▶ **Verilen metin**:
+ + + + +
Ümit kesilmemeli

 

Geçen gün TV’da konuk olarak değerli yazarlarımızdan, Nur Batur ve Bekir Coşkun vardı. Üçüncü konuğun ismini hatırlamıyorum. İçten gelen hisler ortaya döküldü ve bütün program süresince her ikisi de basının çok önemli bir vazifesinin, haber vermenin yanında, halka doğruyu aksettirmek ve doğru yola yönelendirmek olduğunu, fakat basın patronlarının ticari anlayışlarından ötürü sorumluluklarını gerektiği kadar yerine getiremediklerini üzüntü ile tekrarladılar.

Konuşmalar hiçbir yere varılmadan son buldu. Yani iyi fikir, iyi niyet olduğu halde halkımızı günün en önemli sorunlarında bile, olayların temelinde yatan konulardan, bizleri felaketlere sürükleyebilecek durumlardan, olumlu ve yeterli, yönlendirilemediği belirtilmekle kaldı.
+ + + + +
Bir veri kümesinden alınan kayıtlar:

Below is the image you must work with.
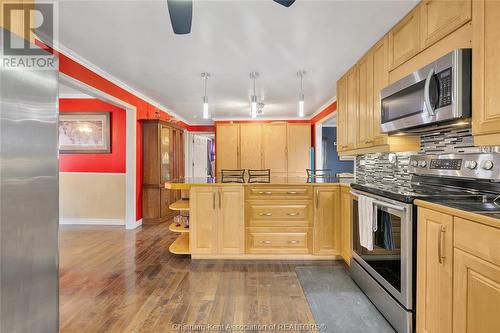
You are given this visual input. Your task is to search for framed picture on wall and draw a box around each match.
[59,112,111,154]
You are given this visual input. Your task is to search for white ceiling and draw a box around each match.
[59,0,417,124]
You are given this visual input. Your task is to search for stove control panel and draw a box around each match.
[408,153,500,181]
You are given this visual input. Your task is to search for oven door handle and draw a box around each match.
[351,191,406,212]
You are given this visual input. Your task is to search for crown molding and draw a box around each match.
[309,96,337,119]
[53,42,191,125]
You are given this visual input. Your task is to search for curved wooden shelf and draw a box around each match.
[168,199,189,210]
[168,233,190,254]
[168,223,189,232]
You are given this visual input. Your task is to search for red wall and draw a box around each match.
[59,98,126,173]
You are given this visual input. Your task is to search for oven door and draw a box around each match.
[351,191,413,310]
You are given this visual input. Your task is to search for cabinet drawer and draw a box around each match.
[246,186,313,200]
[246,228,312,254]
[454,217,500,265]
[247,201,312,227]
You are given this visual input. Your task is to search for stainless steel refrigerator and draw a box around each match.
[0,29,59,333]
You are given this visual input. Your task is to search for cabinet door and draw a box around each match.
[189,186,218,254]
[240,124,262,170]
[420,0,472,49]
[416,208,453,333]
[313,186,340,255]
[217,186,245,254]
[215,124,240,175]
[453,249,500,333]
[372,36,389,146]
[337,76,349,152]
[287,124,311,177]
[346,67,359,150]
[262,123,287,176]
[340,187,352,265]
[356,52,373,148]
[472,0,500,145]
[389,7,420,69]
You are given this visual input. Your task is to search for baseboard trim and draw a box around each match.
[59,217,125,225]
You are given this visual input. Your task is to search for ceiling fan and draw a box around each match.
[167,0,295,35]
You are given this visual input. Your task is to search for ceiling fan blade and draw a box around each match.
[273,0,295,7]
[167,0,193,35]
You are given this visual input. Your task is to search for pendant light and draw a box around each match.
[201,72,210,119]
[297,71,306,118]
[250,72,259,118]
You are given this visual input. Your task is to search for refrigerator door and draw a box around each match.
[0,29,59,333]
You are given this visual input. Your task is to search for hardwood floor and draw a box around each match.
[60,223,333,333]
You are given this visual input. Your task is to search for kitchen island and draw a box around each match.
[165,177,353,261]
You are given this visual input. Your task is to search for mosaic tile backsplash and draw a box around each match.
[355,128,500,185]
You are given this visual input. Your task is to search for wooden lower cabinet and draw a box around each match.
[340,187,352,265]
[246,227,312,254]
[416,207,500,333]
[313,185,340,255]
[417,208,453,333]
[189,186,245,255]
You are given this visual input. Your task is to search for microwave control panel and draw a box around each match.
[436,67,453,108]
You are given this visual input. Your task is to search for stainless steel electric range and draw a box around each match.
[350,153,500,333]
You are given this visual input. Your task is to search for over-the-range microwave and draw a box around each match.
[380,49,471,133]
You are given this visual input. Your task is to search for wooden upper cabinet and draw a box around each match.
[420,0,472,49]
[472,0,500,145]
[313,186,341,255]
[356,52,373,148]
[337,76,349,152]
[371,36,389,146]
[287,123,311,177]
[240,124,263,170]
[389,7,420,69]
[215,124,240,174]
[345,66,358,150]
[262,123,287,176]
[416,208,453,333]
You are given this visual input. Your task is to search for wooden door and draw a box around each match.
[313,186,340,255]
[346,66,359,150]
[240,124,262,170]
[189,186,218,254]
[420,0,472,49]
[215,124,240,175]
[262,123,287,176]
[372,36,389,146]
[356,52,373,148]
[217,186,245,254]
[340,187,352,265]
[287,124,311,177]
[389,7,420,69]
[337,76,349,152]
[416,208,453,333]
[472,0,500,145]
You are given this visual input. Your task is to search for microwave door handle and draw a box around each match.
[424,68,436,117]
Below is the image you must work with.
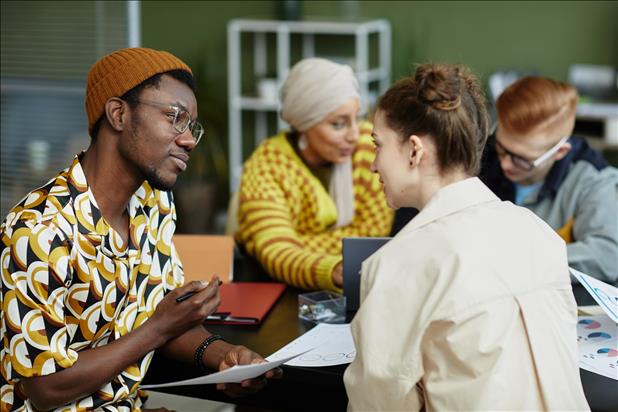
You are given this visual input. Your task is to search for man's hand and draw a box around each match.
[148,276,221,340]
[217,345,283,397]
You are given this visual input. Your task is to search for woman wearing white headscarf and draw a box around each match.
[236,58,393,291]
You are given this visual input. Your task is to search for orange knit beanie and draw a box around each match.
[86,47,193,136]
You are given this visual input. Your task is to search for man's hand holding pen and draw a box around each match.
[149,275,221,339]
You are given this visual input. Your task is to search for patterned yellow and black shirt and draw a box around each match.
[0,157,183,412]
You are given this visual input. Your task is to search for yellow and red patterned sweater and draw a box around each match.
[236,122,393,291]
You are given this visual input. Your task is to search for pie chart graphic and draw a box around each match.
[597,348,618,358]
[577,319,601,329]
[588,332,612,342]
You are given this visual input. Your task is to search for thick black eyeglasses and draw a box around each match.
[133,99,204,144]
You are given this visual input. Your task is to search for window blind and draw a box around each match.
[0,1,139,219]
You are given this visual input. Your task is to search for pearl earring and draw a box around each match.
[298,134,309,151]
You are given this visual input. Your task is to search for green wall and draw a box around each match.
[141,1,618,203]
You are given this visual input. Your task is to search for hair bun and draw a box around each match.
[415,64,464,111]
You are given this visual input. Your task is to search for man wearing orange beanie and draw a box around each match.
[0,48,281,411]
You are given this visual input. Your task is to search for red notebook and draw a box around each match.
[206,282,285,325]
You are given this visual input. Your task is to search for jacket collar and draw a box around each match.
[537,137,608,201]
[396,177,500,237]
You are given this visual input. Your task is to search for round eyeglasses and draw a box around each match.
[495,136,569,172]
[127,99,204,144]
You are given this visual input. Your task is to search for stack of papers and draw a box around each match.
[140,353,302,389]
[577,315,618,380]
[266,323,356,367]
[570,268,618,381]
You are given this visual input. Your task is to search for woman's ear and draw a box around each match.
[105,97,128,132]
[408,134,424,167]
+ + + + +
▶ **İş talebi**:
Metne göre aşağıdaki soruları yanıtlayın:
1. Televizyon programına konuk olan iki yazar kimdi?
2. Basın patronları sorumluluklarını hangi sebepten gerektiği kadar yerine getiremiyor?
3. Konuşmalar nasıl son buldu?

▶ **Görev çözümü**:
1. Nur Batur ve Bekir Coşkun.
2. Ticari anlayışları yüzünden.
3. Hiçbir yere varılmadan son buldu.